WHAT IS ASKED =
Change every "bbox" in the material to "bounding box" and reproduce the lines with nothing else altered.

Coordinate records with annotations
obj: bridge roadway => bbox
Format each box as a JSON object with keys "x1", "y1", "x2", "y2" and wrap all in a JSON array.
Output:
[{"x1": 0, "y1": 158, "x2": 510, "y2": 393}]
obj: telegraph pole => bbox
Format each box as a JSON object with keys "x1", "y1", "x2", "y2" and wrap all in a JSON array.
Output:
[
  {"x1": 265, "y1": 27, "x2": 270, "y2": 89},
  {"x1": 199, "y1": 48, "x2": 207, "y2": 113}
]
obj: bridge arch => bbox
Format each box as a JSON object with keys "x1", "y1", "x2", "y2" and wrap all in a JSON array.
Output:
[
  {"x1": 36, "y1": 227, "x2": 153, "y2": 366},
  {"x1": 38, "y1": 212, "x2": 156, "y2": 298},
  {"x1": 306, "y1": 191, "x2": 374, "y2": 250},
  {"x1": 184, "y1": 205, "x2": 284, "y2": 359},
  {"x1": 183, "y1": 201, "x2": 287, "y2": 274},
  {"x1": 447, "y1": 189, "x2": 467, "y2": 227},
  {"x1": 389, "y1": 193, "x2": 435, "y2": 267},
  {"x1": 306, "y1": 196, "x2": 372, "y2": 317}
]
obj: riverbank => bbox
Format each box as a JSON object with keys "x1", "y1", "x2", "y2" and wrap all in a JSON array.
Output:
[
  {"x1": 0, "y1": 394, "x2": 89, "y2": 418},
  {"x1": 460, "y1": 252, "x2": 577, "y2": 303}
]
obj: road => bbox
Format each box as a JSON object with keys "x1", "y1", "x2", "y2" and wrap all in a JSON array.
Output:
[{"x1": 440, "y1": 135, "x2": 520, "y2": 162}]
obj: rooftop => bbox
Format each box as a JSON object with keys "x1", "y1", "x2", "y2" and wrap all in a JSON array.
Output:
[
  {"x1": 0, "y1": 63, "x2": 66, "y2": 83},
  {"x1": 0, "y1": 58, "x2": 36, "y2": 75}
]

EXERCISE RESPONSE =
obj: bridge roadway => bounding box
Format each box as a JSON object with keys "x1", "y1", "x2", "y2" and wrap all in a JSON array.
Output:
[{"x1": 0, "y1": 158, "x2": 510, "y2": 393}]
obj: telegraph pole => bounding box
Format each box as a JSON object with keys "x1", "y1", "x2", "y2" and wrap all in a JSON array.
Output:
[
  {"x1": 265, "y1": 27, "x2": 270, "y2": 89},
  {"x1": 199, "y1": 48, "x2": 207, "y2": 113}
]
obj: bridge arch => bounding box
Format each box as a JSON object with keys "x1", "y1", "x2", "y2" and wrap all in a JSON array.
Output:
[
  {"x1": 36, "y1": 227, "x2": 153, "y2": 366},
  {"x1": 38, "y1": 212, "x2": 156, "y2": 298},
  {"x1": 306, "y1": 191, "x2": 374, "y2": 250},
  {"x1": 184, "y1": 205, "x2": 284, "y2": 359},
  {"x1": 183, "y1": 201, "x2": 287, "y2": 274},
  {"x1": 447, "y1": 189, "x2": 467, "y2": 227},
  {"x1": 389, "y1": 193, "x2": 435, "y2": 267},
  {"x1": 306, "y1": 196, "x2": 372, "y2": 317}
]
obj: riverbank => bounding box
Format each box as a JSON object with keys "x1", "y1", "x2", "y2" and wrap all in a JSON array.
Output:
[
  {"x1": 0, "y1": 394, "x2": 89, "y2": 418},
  {"x1": 460, "y1": 252, "x2": 577, "y2": 303}
]
obj: road => bounding box
Format each box as a JSON object with keys "x1", "y1", "x2", "y2" and wrap all in a JSON array.
Output:
[{"x1": 440, "y1": 135, "x2": 520, "y2": 162}]
obj: rooftop => bounding box
Format each box as a JSON object with keys "x1", "y1", "x2", "y2" and wrap all in a JSON array.
Output:
[
  {"x1": 0, "y1": 63, "x2": 66, "y2": 83},
  {"x1": 0, "y1": 58, "x2": 36, "y2": 75}
]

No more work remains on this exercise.